TASK PROMPT: Which lines in the records below contain the word "forearm"? Pick out each one and copy it in full.

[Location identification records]
>>>

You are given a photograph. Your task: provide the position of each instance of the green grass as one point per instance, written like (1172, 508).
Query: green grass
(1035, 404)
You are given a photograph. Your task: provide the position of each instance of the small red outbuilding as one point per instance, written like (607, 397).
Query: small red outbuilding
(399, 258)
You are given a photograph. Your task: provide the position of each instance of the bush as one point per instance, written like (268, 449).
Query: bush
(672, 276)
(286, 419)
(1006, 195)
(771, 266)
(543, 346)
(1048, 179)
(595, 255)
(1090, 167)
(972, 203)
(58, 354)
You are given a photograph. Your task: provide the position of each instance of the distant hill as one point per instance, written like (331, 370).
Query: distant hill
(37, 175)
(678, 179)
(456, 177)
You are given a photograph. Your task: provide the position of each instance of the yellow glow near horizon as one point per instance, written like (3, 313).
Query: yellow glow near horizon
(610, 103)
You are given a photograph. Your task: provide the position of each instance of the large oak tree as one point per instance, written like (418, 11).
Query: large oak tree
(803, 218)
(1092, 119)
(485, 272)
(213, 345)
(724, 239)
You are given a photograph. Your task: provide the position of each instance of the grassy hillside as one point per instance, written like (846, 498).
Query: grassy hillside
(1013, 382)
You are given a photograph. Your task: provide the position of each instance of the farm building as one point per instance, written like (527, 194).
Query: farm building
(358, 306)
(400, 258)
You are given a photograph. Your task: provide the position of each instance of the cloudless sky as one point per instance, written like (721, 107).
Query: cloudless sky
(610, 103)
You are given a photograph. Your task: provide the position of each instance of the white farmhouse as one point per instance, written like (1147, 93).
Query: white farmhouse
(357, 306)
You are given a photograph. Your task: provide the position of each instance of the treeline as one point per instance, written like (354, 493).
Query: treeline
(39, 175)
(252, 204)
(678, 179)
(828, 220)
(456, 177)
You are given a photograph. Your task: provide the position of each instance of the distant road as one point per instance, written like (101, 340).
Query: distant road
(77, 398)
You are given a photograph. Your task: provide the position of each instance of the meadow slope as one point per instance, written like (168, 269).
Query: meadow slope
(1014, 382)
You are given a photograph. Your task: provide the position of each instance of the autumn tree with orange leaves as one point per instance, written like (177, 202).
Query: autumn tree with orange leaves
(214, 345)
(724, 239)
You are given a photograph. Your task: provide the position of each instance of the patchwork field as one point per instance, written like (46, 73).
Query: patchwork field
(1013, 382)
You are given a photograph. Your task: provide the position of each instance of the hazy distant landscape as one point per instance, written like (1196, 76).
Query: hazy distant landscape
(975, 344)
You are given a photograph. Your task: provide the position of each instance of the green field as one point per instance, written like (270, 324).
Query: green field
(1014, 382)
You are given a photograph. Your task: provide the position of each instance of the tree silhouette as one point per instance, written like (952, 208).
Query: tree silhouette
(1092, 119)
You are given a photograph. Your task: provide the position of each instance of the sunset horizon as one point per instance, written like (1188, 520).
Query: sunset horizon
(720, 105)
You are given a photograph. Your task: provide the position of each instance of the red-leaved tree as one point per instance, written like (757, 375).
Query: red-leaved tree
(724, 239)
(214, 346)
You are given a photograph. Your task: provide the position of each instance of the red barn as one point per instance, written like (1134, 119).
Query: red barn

<<<
>>>

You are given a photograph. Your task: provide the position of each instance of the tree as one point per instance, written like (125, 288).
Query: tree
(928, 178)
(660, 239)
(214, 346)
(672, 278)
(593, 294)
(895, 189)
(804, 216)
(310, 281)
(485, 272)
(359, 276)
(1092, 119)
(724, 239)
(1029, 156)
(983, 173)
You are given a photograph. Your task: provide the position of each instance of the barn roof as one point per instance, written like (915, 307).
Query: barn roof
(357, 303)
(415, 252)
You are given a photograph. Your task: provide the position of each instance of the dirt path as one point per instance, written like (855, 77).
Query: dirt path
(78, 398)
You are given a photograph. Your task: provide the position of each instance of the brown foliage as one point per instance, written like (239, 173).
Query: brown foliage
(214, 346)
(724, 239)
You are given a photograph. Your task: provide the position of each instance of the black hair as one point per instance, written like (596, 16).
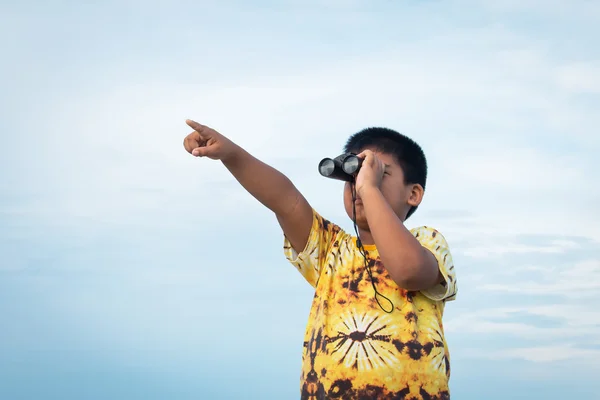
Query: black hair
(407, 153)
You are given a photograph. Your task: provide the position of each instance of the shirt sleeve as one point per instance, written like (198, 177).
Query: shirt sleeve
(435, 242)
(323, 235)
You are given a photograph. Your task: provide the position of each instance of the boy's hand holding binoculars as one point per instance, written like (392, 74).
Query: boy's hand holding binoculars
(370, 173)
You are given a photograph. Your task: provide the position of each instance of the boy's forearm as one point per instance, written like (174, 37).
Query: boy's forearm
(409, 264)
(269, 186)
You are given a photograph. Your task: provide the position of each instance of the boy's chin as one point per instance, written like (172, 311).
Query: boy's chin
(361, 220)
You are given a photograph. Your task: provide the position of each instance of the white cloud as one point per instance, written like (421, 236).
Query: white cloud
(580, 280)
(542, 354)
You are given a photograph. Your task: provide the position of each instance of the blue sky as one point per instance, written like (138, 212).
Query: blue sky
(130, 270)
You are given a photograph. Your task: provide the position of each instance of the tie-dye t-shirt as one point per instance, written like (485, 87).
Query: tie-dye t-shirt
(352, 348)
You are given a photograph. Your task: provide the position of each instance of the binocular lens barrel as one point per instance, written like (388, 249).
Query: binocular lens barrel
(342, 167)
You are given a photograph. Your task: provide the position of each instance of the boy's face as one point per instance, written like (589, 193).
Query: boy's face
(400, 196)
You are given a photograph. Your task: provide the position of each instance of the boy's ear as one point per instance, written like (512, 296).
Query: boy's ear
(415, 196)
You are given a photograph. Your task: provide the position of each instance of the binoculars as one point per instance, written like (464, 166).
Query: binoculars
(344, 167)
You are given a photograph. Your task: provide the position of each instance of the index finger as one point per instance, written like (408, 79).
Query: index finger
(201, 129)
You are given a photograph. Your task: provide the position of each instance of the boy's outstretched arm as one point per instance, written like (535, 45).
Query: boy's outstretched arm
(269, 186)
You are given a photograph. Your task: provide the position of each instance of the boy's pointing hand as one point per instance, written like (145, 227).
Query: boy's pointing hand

<<<

CORRECT RESPONSE:
You are given a photograph. Your task: provide the position of each instance of the boy's forearm as one point per instance, written like (174, 37).
Query: boy's forearm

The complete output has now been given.